[Recorded information]
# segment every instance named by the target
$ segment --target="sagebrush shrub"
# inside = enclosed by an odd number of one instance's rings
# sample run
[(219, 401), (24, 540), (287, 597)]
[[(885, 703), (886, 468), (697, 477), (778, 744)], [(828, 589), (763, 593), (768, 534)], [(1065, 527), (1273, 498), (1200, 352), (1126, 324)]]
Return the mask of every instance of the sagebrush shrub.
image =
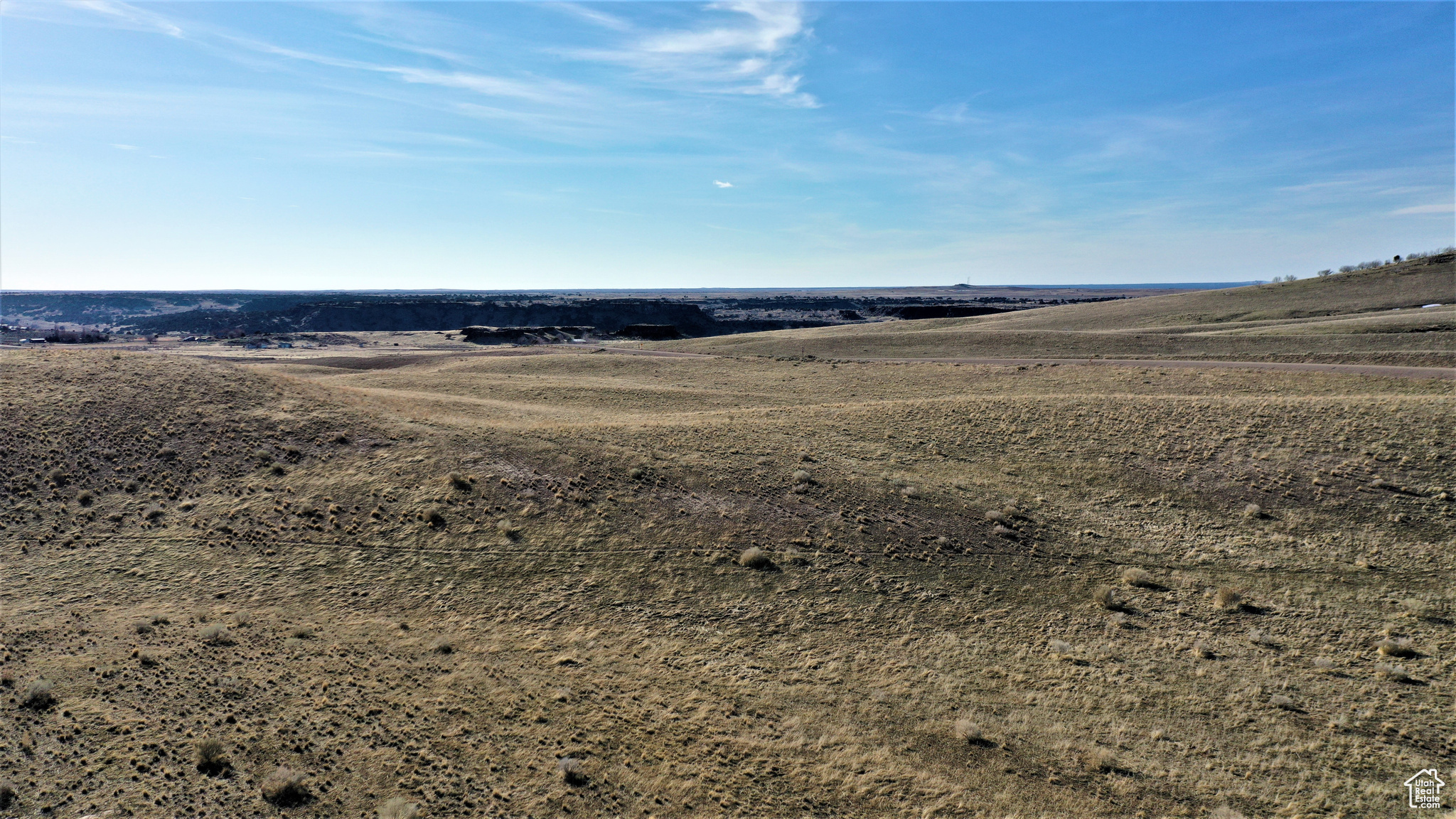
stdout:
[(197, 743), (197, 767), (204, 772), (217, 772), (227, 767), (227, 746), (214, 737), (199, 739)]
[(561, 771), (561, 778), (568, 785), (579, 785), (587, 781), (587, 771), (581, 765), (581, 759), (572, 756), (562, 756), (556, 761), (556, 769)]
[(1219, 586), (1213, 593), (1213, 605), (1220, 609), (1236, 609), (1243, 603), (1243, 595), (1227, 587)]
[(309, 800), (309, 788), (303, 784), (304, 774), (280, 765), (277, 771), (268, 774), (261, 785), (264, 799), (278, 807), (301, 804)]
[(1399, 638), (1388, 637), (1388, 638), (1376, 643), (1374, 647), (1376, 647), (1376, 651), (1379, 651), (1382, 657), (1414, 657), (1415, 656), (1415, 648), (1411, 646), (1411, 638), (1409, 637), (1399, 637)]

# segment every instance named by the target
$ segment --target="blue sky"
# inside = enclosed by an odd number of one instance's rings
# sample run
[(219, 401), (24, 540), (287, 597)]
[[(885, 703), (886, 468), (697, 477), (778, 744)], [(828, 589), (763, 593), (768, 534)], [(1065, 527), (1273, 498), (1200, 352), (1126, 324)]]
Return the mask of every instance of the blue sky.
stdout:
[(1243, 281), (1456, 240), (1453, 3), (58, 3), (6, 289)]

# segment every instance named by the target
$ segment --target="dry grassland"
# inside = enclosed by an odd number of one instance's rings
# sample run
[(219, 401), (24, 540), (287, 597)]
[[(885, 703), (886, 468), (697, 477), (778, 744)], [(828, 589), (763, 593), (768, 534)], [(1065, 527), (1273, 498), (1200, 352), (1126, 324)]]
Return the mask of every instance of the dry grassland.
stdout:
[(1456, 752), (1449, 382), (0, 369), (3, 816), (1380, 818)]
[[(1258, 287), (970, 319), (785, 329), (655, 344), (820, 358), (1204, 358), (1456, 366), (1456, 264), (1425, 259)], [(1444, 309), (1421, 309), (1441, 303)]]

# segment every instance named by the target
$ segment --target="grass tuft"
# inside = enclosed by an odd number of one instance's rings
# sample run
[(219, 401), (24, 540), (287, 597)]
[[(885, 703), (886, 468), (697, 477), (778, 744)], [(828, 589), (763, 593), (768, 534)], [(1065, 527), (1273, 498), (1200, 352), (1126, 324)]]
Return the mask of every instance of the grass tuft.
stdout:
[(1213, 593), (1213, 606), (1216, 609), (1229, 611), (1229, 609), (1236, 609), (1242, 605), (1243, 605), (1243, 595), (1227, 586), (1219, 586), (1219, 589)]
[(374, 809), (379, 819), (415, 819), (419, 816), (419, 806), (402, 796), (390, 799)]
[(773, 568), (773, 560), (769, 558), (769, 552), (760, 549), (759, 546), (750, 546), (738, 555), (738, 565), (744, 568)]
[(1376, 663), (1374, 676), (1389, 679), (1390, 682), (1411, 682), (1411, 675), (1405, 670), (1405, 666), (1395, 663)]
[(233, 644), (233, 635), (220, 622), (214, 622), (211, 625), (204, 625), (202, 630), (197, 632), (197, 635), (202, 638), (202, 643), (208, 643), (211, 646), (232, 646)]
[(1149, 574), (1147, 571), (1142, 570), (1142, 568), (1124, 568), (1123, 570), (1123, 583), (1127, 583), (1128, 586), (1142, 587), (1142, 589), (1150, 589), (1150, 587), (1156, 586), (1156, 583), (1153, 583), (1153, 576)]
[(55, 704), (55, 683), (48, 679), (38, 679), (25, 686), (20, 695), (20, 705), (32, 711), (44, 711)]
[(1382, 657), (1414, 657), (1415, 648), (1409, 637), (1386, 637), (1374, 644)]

[To do] Can you copy every one of the lines above word for word, leaving the pictures out?

[Task output]
# segment every instance named by the target
$ segment --target="sagebrush shrub"
# inside = enclosed by an odd number of one instance's rings
# sample run
[(219, 401), (24, 540), (287, 597)]
[[(885, 703), (886, 468), (697, 477), (778, 744)], [(828, 589), (763, 593), (768, 534)], [(1065, 527), (1273, 498), (1200, 352), (1126, 324)]]
Return the mask of every instance of the sagebrush shrub.
image =
stdout:
[(197, 743), (197, 767), (204, 772), (217, 772), (227, 767), (227, 746), (214, 737), (199, 739)]
[(561, 771), (561, 778), (568, 785), (579, 785), (587, 781), (587, 771), (581, 765), (581, 759), (572, 756), (562, 756), (556, 761), (556, 769)]
[(1219, 586), (1213, 593), (1213, 605), (1220, 609), (1236, 609), (1243, 603), (1243, 595), (1227, 587)]
[(309, 800), (309, 788), (303, 784), (304, 774), (280, 765), (277, 771), (268, 774), (261, 785), (264, 799), (278, 807), (301, 804)]
[(1399, 638), (1388, 637), (1388, 638), (1376, 643), (1374, 647), (1376, 647), (1376, 651), (1379, 651), (1382, 657), (1414, 657), (1415, 656), (1415, 648), (1411, 646), (1411, 638), (1409, 637), (1399, 637)]

# segment every instance named by the target
$ segment --target="blue sky"
# inside = enclosed by an odd number of one instance's rings
# sample run
[(219, 401), (24, 540), (287, 597)]
[[(885, 703), (886, 468), (697, 477), (778, 744)], [(828, 589), (763, 593), (768, 534)], [(1065, 527), (1273, 498), (1200, 352), (1126, 324)]]
Return the mask of every instance of the blue sky.
stdout:
[(1243, 281), (1456, 240), (1453, 3), (58, 3), (6, 289)]

# segment every instance named by the target
$ segment --target="dry grassland"
# inside = enclosed by an odd number of one instance's rings
# sample run
[(219, 401), (24, 540), (287, 597)]
[[(885, 703), (886, 468), (697, 477), (778, 744)], [(828, 589), (763, 593), (768, 534)], [(1065, 527), (1273, 498), (1200, 352), (1126, 324)]]
Return the mask of every instance of the dry grassland.
stdout:
[(1456, 752), (1449, 382), (0, 369), (3, 816), (1380, 818)]
[[(1258, 287), (970, 319), (785, 329), (655, 344), (820, 358), (1204, 358), (1456, 366), (1456, 264), (1425, 259)], [(1444, 309), (1421, 309), (1441, 303)]]

# segment every instance named by the target
$ segment --target="grass tuft"
# inside = enclosed by an odd number of one instance's rings
# sample run
[(219, 401), (24, 540), (287, 597)]
[[(885, 703), (886, 468), (697, 477), (778, 744)], [(828, 589), (763, 593), (768, 534)], [(1065, 527), (1273, 498), (1200, 352), (1126, 324)]]
Return the mask of every instance of the grass tuft.
stdout:
[(1213, 593), (1213, 606), (1216, 609), (1229, 611), (1229, 609), (1236, 609), (1242, 605), (1243, 605), (1243, 595), (1227, 586), (1219, 586), (1219, 589)]
[(374, 809), (379, 819), (415, 819), (419, 816), (419, 806), (402, 796), (390, 799)]
[(773, 568), (773, 560), (769, 558), (769, 552), (760, 549), (759, 546), (750, 546), (738, 555), (738, 565), (744, 568)]
[(1376, 663), (1374, 676), (1389, 679), (1390, 682), (1411, 682), (1411, 675), (1405, 670), (1405, 666), (1395, 663)]
[(233, 644), (233, 635), (220, 622), (214, 622), (211, 625), (204, 625), (202, 630), (197, 632), (197, 635), (202, 638), (202, 643), (208, 643), (211, 646), (232, 646)]
[(1149, 574), (1147, 571), (1142, 570), (1142, 568), (1124, 568), (1123, 570), (1123, 583), (1127, 583), (1128, 586), (1142, 587), (1142, 589), (1150, 589), (1150, 587), (1156, 586), (1156, 583), (1153, 583), (1153, 576)]
[(55, 704), (55, 683), (48, 679), (38, 679), (25, 686), (20, 695), (20, 705), (32, 711), (44, 711)]
[(1382, 657), (1414, 657), (1415, 648), (1409, 637), (1386, 637), (1374, 644)]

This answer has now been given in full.